RECORDS FOR PROCESSING:
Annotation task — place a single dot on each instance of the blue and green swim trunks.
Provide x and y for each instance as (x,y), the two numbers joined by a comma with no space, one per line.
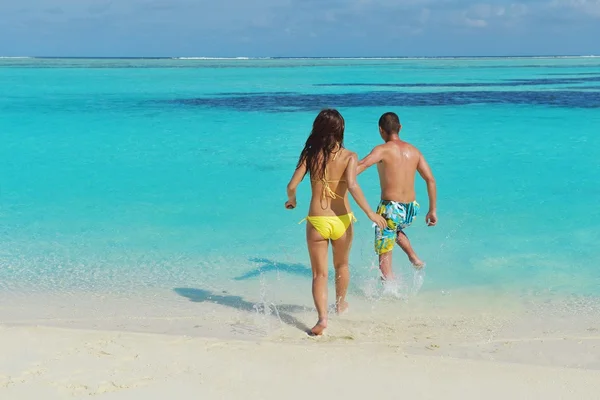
(398,216)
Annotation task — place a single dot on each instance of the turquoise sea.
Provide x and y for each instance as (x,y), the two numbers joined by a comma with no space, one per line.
(135,175)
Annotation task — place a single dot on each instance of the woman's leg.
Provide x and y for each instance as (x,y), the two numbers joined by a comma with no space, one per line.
(341,254)
(317,249)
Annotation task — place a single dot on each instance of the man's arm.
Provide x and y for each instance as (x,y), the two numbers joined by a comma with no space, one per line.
(375,156)
(427,175)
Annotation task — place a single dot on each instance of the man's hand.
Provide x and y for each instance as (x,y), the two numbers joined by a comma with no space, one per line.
(431,218)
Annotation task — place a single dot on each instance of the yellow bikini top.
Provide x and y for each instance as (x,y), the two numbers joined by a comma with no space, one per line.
(327,192)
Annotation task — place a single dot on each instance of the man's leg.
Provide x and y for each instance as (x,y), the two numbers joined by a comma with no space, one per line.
(404,243)
(385,265)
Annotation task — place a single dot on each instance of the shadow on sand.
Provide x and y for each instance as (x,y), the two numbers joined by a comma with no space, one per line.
(270,265)
(237,302)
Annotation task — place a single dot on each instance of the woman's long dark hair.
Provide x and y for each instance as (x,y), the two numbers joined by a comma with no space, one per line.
(326,136)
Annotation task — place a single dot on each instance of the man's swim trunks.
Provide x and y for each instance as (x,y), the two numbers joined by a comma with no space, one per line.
(398,216)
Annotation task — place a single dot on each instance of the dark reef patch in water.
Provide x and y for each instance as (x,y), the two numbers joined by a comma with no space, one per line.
(505,83)
(310,102)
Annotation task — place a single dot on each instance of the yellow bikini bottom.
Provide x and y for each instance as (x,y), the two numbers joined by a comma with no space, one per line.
(331,227)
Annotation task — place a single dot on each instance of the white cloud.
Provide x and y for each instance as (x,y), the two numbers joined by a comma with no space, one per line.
(475,23)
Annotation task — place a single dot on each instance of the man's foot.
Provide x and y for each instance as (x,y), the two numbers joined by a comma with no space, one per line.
(341,307)
(318,329)
(416,262)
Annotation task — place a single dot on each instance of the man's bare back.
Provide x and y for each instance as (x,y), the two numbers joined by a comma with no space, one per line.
(397,169)
(397,163)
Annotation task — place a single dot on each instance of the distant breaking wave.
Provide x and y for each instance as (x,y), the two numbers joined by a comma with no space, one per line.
(215,58)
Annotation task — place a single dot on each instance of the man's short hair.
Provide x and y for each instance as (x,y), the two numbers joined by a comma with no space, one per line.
(390,123)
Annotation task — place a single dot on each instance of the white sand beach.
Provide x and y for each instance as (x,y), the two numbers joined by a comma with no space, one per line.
(179,350)
(53,363)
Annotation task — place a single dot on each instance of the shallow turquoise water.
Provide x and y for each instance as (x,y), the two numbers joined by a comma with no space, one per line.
(128,174)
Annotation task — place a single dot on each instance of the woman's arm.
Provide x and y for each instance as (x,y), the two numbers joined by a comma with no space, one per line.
(293,184)
(358,195)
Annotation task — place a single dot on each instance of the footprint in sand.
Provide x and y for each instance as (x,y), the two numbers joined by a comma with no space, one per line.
(418,279)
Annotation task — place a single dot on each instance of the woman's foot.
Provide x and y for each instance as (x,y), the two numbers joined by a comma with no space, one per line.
(341,307)
(318,329)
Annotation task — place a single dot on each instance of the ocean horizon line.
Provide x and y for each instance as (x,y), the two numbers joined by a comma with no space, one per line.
(242,58)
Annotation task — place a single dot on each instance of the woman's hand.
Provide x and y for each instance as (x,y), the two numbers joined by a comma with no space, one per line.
(378,220)
(290,204)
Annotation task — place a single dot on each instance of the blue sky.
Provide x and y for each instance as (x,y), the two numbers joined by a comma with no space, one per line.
(298,27)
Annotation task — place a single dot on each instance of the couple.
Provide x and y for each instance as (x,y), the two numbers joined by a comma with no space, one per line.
(333,170)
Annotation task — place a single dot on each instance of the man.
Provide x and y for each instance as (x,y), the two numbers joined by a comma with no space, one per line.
(397,163)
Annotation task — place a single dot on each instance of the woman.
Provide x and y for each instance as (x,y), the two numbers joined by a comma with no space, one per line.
(332,171)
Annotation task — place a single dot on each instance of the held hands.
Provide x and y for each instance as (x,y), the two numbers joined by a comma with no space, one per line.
(431,218)
(291,203)
(378,220)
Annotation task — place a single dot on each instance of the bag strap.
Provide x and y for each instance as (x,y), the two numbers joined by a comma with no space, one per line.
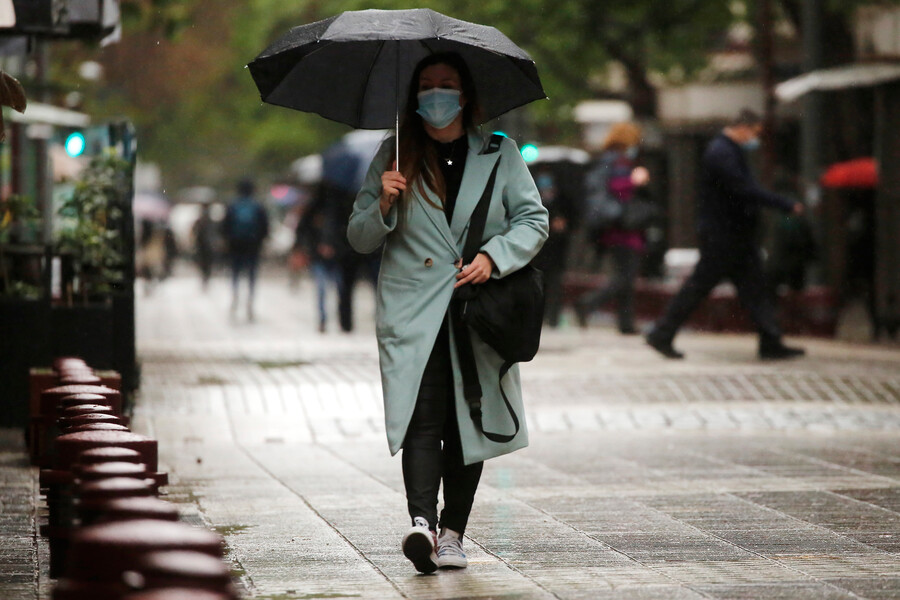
(479,215)
(471,385)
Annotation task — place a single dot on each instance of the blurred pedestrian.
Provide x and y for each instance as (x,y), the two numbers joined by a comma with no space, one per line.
(344,165)
(150,255)
(315,245)
(245,227)
(204,232)
(616,178)
(793,244)
(420,214)
(728,222)
(558,186)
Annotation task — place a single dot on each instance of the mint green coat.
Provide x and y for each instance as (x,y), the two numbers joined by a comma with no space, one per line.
(416,280)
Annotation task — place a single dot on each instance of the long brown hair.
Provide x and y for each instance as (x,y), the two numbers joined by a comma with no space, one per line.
(418,157)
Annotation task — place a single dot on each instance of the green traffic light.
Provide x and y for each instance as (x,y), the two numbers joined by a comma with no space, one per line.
(530,152)
(75,144)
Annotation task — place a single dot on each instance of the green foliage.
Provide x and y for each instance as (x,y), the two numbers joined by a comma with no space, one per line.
(20,223)
(19,219)
(92,219)
(200,117)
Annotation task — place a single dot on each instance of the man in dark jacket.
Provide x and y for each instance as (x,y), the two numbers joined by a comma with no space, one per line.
(245,227)
(728,223)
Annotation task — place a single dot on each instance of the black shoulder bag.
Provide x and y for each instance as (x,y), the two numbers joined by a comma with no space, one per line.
(506,313)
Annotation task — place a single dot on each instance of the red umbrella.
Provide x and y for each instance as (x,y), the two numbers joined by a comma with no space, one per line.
(856,173)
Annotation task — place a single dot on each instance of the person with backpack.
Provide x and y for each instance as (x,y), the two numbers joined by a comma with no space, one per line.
(245,227)
(420,211)
(611,185)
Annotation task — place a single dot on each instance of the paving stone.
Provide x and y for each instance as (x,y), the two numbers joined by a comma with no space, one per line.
(714,477)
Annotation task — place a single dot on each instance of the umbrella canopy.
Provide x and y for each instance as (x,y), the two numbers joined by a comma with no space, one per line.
(344,163)
(355,67)
(857,173)
(555,154)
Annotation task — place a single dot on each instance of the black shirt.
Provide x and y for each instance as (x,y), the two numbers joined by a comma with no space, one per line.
(455,153)
(730,197)
(438,375)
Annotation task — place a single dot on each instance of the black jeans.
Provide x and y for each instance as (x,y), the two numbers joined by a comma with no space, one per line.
(432,450)
(737,260)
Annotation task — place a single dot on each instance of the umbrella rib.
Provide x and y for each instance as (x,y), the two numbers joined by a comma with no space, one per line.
(362,100)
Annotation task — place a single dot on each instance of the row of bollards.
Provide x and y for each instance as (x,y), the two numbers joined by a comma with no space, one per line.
(110,535)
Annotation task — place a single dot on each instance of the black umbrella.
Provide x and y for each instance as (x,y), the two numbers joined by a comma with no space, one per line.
(354,67)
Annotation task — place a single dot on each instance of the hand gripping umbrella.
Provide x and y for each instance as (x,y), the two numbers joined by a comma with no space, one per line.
(355,67)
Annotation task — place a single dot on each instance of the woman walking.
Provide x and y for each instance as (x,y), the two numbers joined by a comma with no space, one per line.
(421,213)
(619,179)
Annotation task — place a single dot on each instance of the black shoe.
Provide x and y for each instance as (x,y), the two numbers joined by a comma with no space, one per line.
(664,347)
(582,313)
(779,352)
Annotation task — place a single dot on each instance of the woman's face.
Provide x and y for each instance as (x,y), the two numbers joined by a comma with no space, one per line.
(441,76)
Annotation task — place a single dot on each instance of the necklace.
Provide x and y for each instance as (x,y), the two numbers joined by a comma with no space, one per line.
(448,160)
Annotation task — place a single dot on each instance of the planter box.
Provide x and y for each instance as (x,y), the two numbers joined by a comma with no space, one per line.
(84,331)
(24,343)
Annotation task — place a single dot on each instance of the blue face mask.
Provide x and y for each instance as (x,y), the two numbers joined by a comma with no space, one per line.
(439,106)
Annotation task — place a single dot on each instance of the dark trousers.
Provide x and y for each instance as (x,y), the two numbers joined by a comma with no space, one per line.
(626,262)
(241,263)
(432,450)
(737,260)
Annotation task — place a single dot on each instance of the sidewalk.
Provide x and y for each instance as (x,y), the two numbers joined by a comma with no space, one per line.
(715,477)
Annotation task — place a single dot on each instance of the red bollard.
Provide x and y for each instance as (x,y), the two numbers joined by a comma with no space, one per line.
(71,445)
(100,554)
(67,422)
(96,427)
(41,426)
(125,509)
(63,515)
(175,569)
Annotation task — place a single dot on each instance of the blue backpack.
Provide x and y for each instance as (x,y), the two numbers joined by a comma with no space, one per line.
(245,223)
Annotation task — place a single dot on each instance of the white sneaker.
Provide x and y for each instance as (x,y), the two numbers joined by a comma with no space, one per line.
(419,545)
(450,554)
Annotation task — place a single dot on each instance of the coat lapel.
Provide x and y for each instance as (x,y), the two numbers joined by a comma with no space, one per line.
(437,216)
(478,169)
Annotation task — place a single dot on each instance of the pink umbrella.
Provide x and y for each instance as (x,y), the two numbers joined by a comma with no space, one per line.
(856,173)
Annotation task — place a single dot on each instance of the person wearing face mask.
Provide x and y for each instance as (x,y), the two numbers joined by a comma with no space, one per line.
(728,220)
(621,180)
(420,212)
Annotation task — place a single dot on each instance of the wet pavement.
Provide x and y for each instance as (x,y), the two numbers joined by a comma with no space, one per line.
(720,476)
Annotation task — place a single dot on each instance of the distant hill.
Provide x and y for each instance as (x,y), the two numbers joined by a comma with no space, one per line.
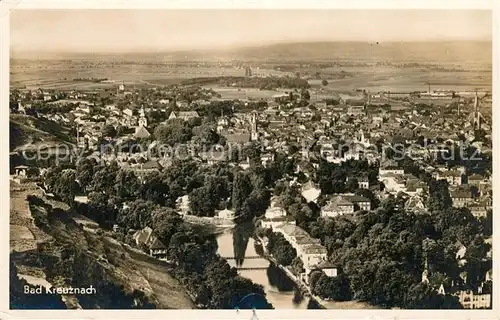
(24,129)
(457,52)
(423,52)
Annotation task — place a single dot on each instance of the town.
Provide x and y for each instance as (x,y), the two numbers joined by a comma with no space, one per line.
(375,198)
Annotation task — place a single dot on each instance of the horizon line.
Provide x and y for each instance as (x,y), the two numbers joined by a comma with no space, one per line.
(228,48)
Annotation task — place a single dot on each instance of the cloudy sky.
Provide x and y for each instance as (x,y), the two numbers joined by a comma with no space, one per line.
(137,30)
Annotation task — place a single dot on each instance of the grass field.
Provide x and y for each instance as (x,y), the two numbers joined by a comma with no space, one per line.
(58,74)
(129,267)
(242,93)
(27,129)
(394,79)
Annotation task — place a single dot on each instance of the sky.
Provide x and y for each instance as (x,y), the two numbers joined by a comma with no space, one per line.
(140,30)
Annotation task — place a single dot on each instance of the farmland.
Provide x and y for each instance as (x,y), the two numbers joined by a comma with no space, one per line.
(60,75)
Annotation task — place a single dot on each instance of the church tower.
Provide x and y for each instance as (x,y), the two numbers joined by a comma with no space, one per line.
(253,126)
(143,121)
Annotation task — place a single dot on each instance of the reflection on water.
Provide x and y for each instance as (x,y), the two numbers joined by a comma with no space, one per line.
(280,290)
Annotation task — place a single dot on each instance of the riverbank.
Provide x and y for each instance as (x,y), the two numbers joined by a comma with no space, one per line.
(306,291)
(304,288)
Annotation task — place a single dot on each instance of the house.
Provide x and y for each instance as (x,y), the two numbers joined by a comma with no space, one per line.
(454,177)
(360,203)
(21,171)
(475,180)
(214,157)
(337,206)
(390,169)
(145,238)
(142,132)
(415,203)
(272,223)
(328,268)
(478,210)
(313,255)
(461,198)
(275,212)
(237,138)
(184,115)
(470,300)
(394,183)
(310,192)
(226,214)
(363,183)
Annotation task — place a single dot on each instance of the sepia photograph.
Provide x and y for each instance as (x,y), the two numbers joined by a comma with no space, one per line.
(250,159)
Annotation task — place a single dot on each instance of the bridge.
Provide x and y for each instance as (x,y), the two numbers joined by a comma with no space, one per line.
(244,258)
(251,268)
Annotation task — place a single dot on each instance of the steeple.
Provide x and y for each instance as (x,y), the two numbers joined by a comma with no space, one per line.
(143,121)
(253,125)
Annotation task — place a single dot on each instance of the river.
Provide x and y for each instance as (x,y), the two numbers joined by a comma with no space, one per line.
(240,250)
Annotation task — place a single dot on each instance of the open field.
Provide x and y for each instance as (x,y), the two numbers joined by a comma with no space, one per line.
(242,93)
(58,75)
(129,267)
(394,79)
(50,74)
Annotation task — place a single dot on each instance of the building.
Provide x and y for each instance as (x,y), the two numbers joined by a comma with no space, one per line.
(310,192)
(226,214)
(360,203)
(184,115)
(337,206)
(461,198)
(253,127)
(471,300)
(454,177)
(390,169)
(146,239)
(475,180)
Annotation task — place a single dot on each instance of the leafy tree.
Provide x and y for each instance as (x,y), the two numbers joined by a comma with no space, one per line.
(109,131)
(439,196)
(174,131)
(335,288)
(241,190)
(85,171)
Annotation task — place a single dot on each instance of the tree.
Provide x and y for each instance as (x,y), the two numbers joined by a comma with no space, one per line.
(85,171)
(241,190)
(335,288)
(126,184)
(305,95)
(109,131)
(66,186)
(174,131)
(439,196)
(138,215)
(166,222)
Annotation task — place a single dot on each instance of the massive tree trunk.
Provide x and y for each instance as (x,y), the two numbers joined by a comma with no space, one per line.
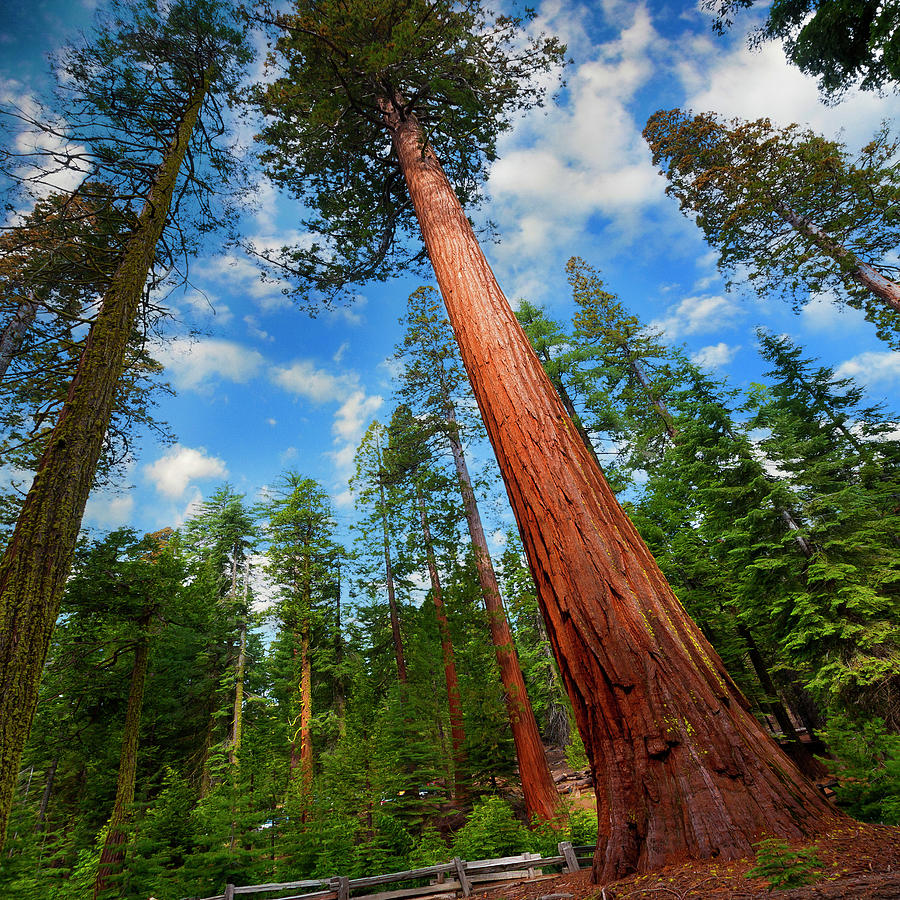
(681,768)
(541,797)
(454,702)
(36,562)
(113,853)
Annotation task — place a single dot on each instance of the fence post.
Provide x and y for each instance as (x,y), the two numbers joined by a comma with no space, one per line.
(461,875)
(566,851)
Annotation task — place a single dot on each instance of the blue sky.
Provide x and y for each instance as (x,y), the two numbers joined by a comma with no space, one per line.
(267,387)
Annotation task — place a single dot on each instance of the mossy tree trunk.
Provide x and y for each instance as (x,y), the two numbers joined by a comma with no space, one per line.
(113,854)
(36,562)
(681,768)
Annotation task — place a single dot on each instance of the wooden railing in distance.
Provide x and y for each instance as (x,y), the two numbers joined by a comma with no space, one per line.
(463,876)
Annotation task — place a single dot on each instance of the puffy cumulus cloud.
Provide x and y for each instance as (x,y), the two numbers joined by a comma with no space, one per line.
(824,313)
(173,472)
(752,84)
(715,355)
(303,379)
(875,367)
(193,364)
(584,157)
(106,510)
(697,315)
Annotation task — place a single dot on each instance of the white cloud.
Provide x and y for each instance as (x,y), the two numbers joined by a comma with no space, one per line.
(193,364)
(173,472)
(353,417)
(697,315)
(715,355)
(254,330)
(823,313)
(872,367)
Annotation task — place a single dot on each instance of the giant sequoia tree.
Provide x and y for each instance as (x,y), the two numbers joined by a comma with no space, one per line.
(152,75)
(370,98)
(790,205)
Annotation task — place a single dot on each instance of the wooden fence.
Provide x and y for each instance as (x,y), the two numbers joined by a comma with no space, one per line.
(446,881)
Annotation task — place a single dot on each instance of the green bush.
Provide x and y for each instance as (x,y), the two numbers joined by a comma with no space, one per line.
(783,867)
(492,830)
(868,767)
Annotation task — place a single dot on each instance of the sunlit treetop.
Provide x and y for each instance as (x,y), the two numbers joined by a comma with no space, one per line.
(463,72)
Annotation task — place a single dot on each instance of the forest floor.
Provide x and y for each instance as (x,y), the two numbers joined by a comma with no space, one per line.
(860,862)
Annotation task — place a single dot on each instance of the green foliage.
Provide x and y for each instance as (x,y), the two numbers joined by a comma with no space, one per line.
(462,72)
(795,209)
(491,830)
(843,42)
(783,867)
(576,758)
(867,764)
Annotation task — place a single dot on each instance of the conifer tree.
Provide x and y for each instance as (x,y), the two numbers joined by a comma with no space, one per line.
(301,556)
(841,460)
(188,58)
(696,774)
(796,209)
(432,378)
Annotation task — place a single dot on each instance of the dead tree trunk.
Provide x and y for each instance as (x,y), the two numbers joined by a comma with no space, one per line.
(454,703)
(113,854)
(541,797)
(681,768)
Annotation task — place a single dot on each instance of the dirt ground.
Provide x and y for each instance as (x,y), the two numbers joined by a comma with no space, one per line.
(861,862)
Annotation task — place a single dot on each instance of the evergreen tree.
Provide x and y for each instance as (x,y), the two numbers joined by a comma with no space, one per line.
(188,56)
(841,460)
(441,80)
(793,207)
(432,377)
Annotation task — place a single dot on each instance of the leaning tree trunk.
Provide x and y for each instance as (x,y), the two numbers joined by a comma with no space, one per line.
(862,273)
(113,853)
(36,562)
(681,768)
(541,797)
(454,702)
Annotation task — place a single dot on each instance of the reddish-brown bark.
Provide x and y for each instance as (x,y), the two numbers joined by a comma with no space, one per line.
(681,768)
(454,703)
(538,788)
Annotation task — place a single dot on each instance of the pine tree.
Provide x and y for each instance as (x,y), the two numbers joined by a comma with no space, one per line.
(696,774)
(793,207)
(840,458)
(302,554)
(195,48)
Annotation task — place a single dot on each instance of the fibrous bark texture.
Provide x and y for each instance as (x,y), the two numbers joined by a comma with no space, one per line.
(681,768)
(454,702)
(113,853)
(36,562)
(541,797)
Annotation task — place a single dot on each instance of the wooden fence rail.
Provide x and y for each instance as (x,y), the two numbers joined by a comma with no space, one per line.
(448,880)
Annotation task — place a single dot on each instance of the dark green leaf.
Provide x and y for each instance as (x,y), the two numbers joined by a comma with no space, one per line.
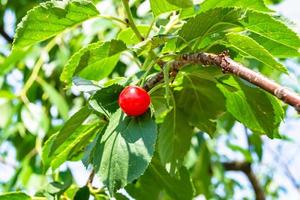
(258,5)
(181,3)
(156,179)
(73,146)
(273,34)
(14,196)
(263,116)
(124,151)
(70,126)
(161,6)
(56,99)
(51,18)
(174,137)
(202,171)
(212,21)
(250,48)
(256,145)
(128,36)
(82,194)
(93,62)
(199,98)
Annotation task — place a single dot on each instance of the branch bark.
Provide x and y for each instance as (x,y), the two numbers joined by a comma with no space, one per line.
(247,170)
(5,35)
(228,65)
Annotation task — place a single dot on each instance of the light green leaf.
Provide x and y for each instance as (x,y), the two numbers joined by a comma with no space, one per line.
(250,48)
(105,100)
(160,106)
(124,151)
(95,61)
(274,47)
(273,34)
(72,147)
(15,196)
(258,5)
(128,36)
(181,3)
(10,61)
(256,145)
(212,21)
(174,138)
(70,127)
(244,151)
(7,111)
(51,18)
(178,189)
(197,91)
(156,179)
(35,119)
(161,6)
(263,116)
(56,99)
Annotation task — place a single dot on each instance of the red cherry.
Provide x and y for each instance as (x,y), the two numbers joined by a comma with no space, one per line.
(134,100)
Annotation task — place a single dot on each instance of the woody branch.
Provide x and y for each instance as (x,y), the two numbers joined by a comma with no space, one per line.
(230,66)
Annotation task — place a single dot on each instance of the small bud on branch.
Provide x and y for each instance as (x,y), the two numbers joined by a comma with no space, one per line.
(228,65)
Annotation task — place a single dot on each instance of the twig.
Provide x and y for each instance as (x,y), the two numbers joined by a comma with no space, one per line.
(246,169)
(91,178)
(130,20)
(5,35)
(230,66)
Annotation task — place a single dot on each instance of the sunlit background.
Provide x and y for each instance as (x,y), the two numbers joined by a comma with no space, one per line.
(281,160)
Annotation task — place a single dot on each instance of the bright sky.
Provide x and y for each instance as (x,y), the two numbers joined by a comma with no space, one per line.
(288,153)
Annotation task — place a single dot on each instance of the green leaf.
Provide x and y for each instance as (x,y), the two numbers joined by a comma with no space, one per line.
(56,99)
(105,100)
(245,152)
(202,171)
(159,104)
(197,91)
(179,189)
(212,21)
(250,48)
(51,18)
(181,3)
(124,151)
(70,126)
(161,6)
(96,61)
(174,138)
(273,34)
(82,194)
(129,37)
(7,109)
(263,116)
(15,196)
(258,5)
(256,145)
(10,61)
(156,179)
(35,119)
(72,147)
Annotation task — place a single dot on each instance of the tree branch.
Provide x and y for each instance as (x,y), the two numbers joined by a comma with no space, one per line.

TASK OBJECTIVE:
Exactly reproduce the lines beginning with the one that contains "the red cherry." and ending with the last line of the material, both included. Leave out everything else.

EXERCISE ANSWER:
Annotation task — place a single dot on each instance of the red cherry.
Provide x and y for each instance as (x,y), the two numbers joined by a comma with no space, one per line.
(134,100)
Annotation task — place a single dot on each instance of the woody branch.
Provide x and y for each instance as (x,y), the two numbers joined by a comma with no space, one per line.
(230,66)
Annotation task — place a single dot on each instance of the small bud on branch.
Provide x and y for each instance as (x,y), the two numbers joined by a comma with no space, one per line.
(228,65)
Annotation task — place a single dot on each instance of the twig.
Provide x and y for each instance as (x,y), the two numbers joined by a comma with no space, one per line.
(246,169)
(91,178)
(130,20)
(5,35)
(230,66)
Annotation task — place a single dot on each instance of the sunlit background.
Provide x and y for each instance as (x,y), the two numbers joined by a comma with no space, one per line.
(281,160)
Annotation task — place a single dot on each instance of the bright sky.
Provide x and y for each instance as (x,y), the two numbers joined by a comma with no space, one per line.
(288,153)
Annotation task — place a single dot on each instance of the green leaf.
Provide x and y for each instance as (x,y), the two numbers joined by a comma with no space, one per line.
(56,99)
(105,100)
(245,152)
(202,171)
(159,104)
(197,91)
(179,189)
(212,21)
(250,48)
(51,18)
(181,3)
(124,151)
(70,126)
(161,6)
(96,61)
(174,138)
(273,34)
(82,194)
(129,37)
(7,109)
(263,116)
(15,196)
(258,5)
(256,145)
(10,61)
(156,179)
(35,119)
(72,147)
Annotation task — place a single dot on each instance of the tree branch.
Provide x and y for each instance as (x,y), the two numbers joined by a comma with no space, one per line.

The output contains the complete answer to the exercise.